### Alıştırmalar
a - Aşağıdaki Leviathan filmi üzerine yazıya göre şu ifadelerin her biri için evet ya da hayır deyin ve kararı belirleyen sözleri yazıdan olduğu gibi alıntılayın: (i) Yönetmen Andrey Zvyagintsev kendini tam bir Rus olarak tanımlıyor. (ii) Yazar, filmi izlerken Rusların Türklerin Ortodoks Hıristiyan hali olduğu düşüncesine hiç kapılmadı. (iii) Jameson'ın tezine göre üçüncü dünya metinlerinin yalnızca bir kısmı alegoriktir.
b - Aşağıdaki Leviathan filmi üzerine yazıdan "Murat Gülsoy" ifadesinden "bu cümle vardı." ifadesine kadar olan kısmı hiçbir değişiklik yapmadan çıkarın.
c - Aşağıdaki Leviathan filmi üzerine yazıyı son cümlesinden sonra kaldığı yerden sürdürün.

### Okuma parçası
Murat Gülsoy
Olaylar Rusya’da geçiyor… Woody Allen’ın unutulmaz
şakasıdır: “Hızlı okuma kursuna gittim, Savaş ve Barış’ı yirmi dakikada okudum.
Olaylar Rusya’da geçiyor.” Leviathan’ı izlerken aklımda hep bu cümle vardı.
Olaylar Rusya’da geçiyor. Tabii bu cümlenin bizim coğrafyada farklı bir devamı
vardır; Woody Allen bu şekilde devam eder mi bilmiyorum ama biz hep “Olaylar
Rusya’da geçiyor ama ne kadar da bizim ülkemize benziyor,” deriz.
Bazılarımızın
daha da ileri gidip Ruslar Türklerin Ortodoks Hıristiyan hali de dediğine de
tanık olmuşumdur hatta itiraf etmek gerekirse bu filmi izlerken ben de bu
düşünceye kapıldım. Oysa “milletlerin karakterleri” ya da “ulusların
kendilerine has özellikleri” gibi kavramların açıklayıcı güçleri ile
kıyaslandığında yarattıkları düşünsel sorunların daha büyük olduğuna inandığım
için bu şekilde düşünmemeye çalışırım. Edebiyat ise yaratım ortamı dil olduğu
için sanırım kendiliğinden bizi bu terimlere doğru itiyor. Fredric Jameson’ın ünlü tezi de
hemen kendini hatırlatıyor: Tüm üçüncü dünya metinleri zorunlu olarak
alegoriktir. Bir başka deyişle, Jameson’a göre “özel bireysel bir kaderin
hikayesi ait olduğu üçüncü dünya kültürünün ve toplumunun mücadelesinin bir
alegorisi olarak okunur.” Gerçekten de Leviathan filmi günümüz Rusya’sının ya
da Rus halkının karşı karşıya olduğu yıkımın bir alegorisi olarak
değerlendiriliyor. Kendini tam bir Rus olarak tanımlayan yönetmen Andrey
Zvyagintsev evrensel bir konuyu kendi ülkesinin ruh durumuyla birleştirmeye
çalıştığını ifade ediyor söyleşilerinde. Bu arada filmi bir edebiyat eseri gibi
değerlendirdiğimin farkındayım, sanırım bu da filmin yarattığı etkilerden biri.

### Veri kümesi içeriği
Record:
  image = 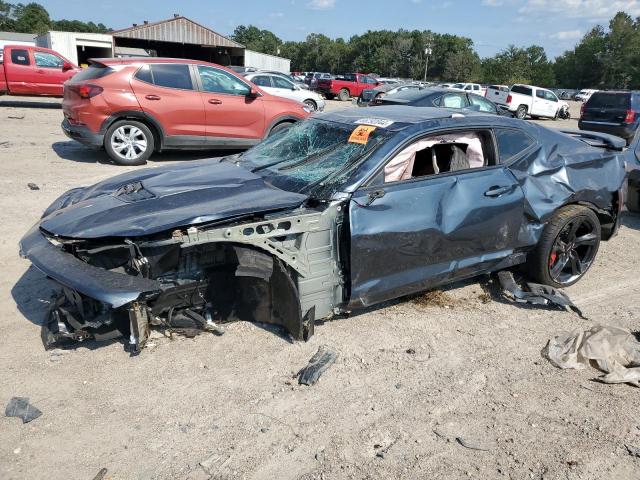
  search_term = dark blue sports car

### Beklenen yanıtlar
a -
(i) Evet: "Kendini tam bir Rus olarak tanımlayan yönetmen Andrey Zvyagintsev"
(ii) Hayır: "bu filmi izlerken ben de bu düşünceye kapıldım"
(iii) Hayır: "Tüm üçüncü dünya metinleri zorunlu olarak alegoriktir."

b -
Murat Gülsoy
Olaylar Rusya’da geçiyor… Woody Allen’ın unutulmaz
şakasıdır: “Hızlı okuma kursuna gittim, Savaş ve Barış’ı yirmi dakikada okudum.
Olaylar Rusya’da geçiyor.” Leviathan’ı izlerken aklımda hep bu cümle vardı.

c -
Hakkında yazılan eleştirilerde ne kadar yoğun bir şekilde edebiyat göndermeleri
yapıldığını görünce bunun bana özgü bir durum olmadığını anladım.
Leviathan Rusya’nın kuzey kıyılarında bir
balıkçı kasabasında yaşayan Kolya adlı bir adamın hikayesini anlatıyor. Kolya,
oğlu Roma ve ikinci karısı ile kasabanın güzel bir yamacında aydınlık
pencerelerle çevrili evinde yerel otoritenin tehdidi altındadır. Yakında orada
belki lüks bir site ya da kendine bir Daça yapacak olan boğazına kadar
yolsuzluğa batmış belediye başkanının evini değerinin çok altında bir bedele
istimlak edip elinden almak istemesine karşın Kolya umutsuz bir direniş
göstermektedir. Bu bölümleri Leviathan’ın Hobbes’un her şeye kadir olan
devletin bir simgesi olduğunu düşünerek izliyoruz. Çok da haksız değiliz
aslında. Mahkeme sahnelerinde insanı yabancılaştıracak denli hızlı ve karmaşık
bir şekilde kanun maddelerini davacı ve davalıların yüzüne okuyan üç kadın
hakim kanunun aşılması imkansız bir duvar olarak kişinin karşısında
dikildiğinin açık bir temsili gibi. Belediye, polis, mahkeme kurumları
aralarında kirli bir ittifak yapmışlardır ve onları yenmeye ne Kolya’nın ne de
Moskova’dan gelen etkili bir avukat olan eski arkadaşının gücü yetecektir.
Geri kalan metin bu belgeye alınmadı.